• _EXCERPTED TEXT_:
○ ○ ○ ○ ○

Half the answer has now been guessed 10 times. The other half is between 120 and 148 and has NOT been guessed yet.

GOOD LUCK TO ALL !!!


----------



## slotcarman12078 (Oct 3, 2008)

136 and 5

He shoots!!! He scores!!!! :thumbsup: Well... maybe!!:tongue:


----------



## hojoe (Dec 1, 2004)

128 and 5 for Wednesday's guess!
hojoe


----------



## 55 Chevy Nut (Jan 30, 2007)

134 and 5 are pink. Have fun! Greg:wave:


----------



## Hilltop Raceway (Feb 12, 2006)

141 & 3 ... rm


----------



## Bill Hall (Jan 6, 2007)

128 and 3


----------



## bearsox (Apr 22, 2006)

*110 and 13 ???????????????????????????????????????????????????????????????????????????????????????????????????????????????????????????????????????????????????????????????:freak:

Bear :wave:*


----------



## 82whiskey (Sep 6, 2009)

132 and 5!!!!!!!!!!!


----------



## coach61 (Sep 6, 2004)

127-3


----------



## 70ss (Aug 22, 2005)

145 & 8


----------



## kiwidave (Jul 20, 2009)

122 and 3


----------



## win43 (Aug 28, 2006)

Half the answer has now been guessed 14 times. The other half is between 120 and 140. 



GOOD LUCK TO ALL !!!!!!


----------



## hefer (Sep 18, 1999)

138 - 3 pink


----------



## 70ss (Aug 22, 2005)

135 & 5


----------



## coach61 (Sep 6, 2004)

124-5


----------



## H.O. Slotrods (Jan 30, 2009)

133 and 5


----------



## 55 Chevy Nut (Jan 30, 2007)

127 and 5 are pink. Have fun! Greg:wave:


----------



## hojoe (Dec 1, 2004)

Thursday's guess is 121 and 5.
hojoe


----------



## tjd241 (Jan 25, 2004)

*I think...*

... this is rigged.  nd


----------



## Hilltop Raceway (Feb 12, 2006)

131 & 5


----------



## Hilltop Raceway (Feb 12, 2006)

I think he's bought more since this started...RM


----------



## win43 (Aug 28, 2006)

*Winner*

WE HAVE A WINNER !!!!! finally.

Coach has come in with winning guess of 124 MEVs and 5 of them being pink.

CONGRATS!!!!!

○ ○ ○ ○ ○

• _RAW DATA_:
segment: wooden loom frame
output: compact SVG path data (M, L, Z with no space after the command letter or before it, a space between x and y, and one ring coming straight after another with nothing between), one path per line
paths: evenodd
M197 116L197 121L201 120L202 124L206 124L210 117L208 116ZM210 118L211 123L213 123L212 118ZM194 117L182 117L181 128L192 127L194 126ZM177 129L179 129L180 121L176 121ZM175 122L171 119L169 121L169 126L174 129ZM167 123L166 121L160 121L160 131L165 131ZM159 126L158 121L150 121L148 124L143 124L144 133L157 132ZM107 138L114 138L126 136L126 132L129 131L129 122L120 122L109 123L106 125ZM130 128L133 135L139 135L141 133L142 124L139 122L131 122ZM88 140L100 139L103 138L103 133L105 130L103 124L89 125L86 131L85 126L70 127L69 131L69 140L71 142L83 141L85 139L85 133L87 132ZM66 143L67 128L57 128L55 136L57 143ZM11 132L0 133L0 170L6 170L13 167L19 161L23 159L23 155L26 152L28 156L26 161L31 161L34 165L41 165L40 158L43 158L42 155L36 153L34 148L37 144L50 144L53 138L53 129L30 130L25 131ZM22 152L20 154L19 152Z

○ ○ ○ ○ ○

• _TO BE DONE_:
1 > According to the forum thread, what was the winning guess?
2 > Return the part of the forum thread that begins at the words "## bearsox (Apr" and stops after "(Sep 6, 2009)".
The listing has no connection to the forum thread.

• _COMPLETED EXERCISE_:
1 > 124 MEVs, with 5 of them pink.

2 >
## bearsox (Apr 22, 2006)

*110 and 13 ???????????????????????????????????????????????????????????????????????????????????????????????????????????????????????????????????????????????????????????????:freak:

Bear :wave:*


----------



## 82whiskey (Sep 6, 2009)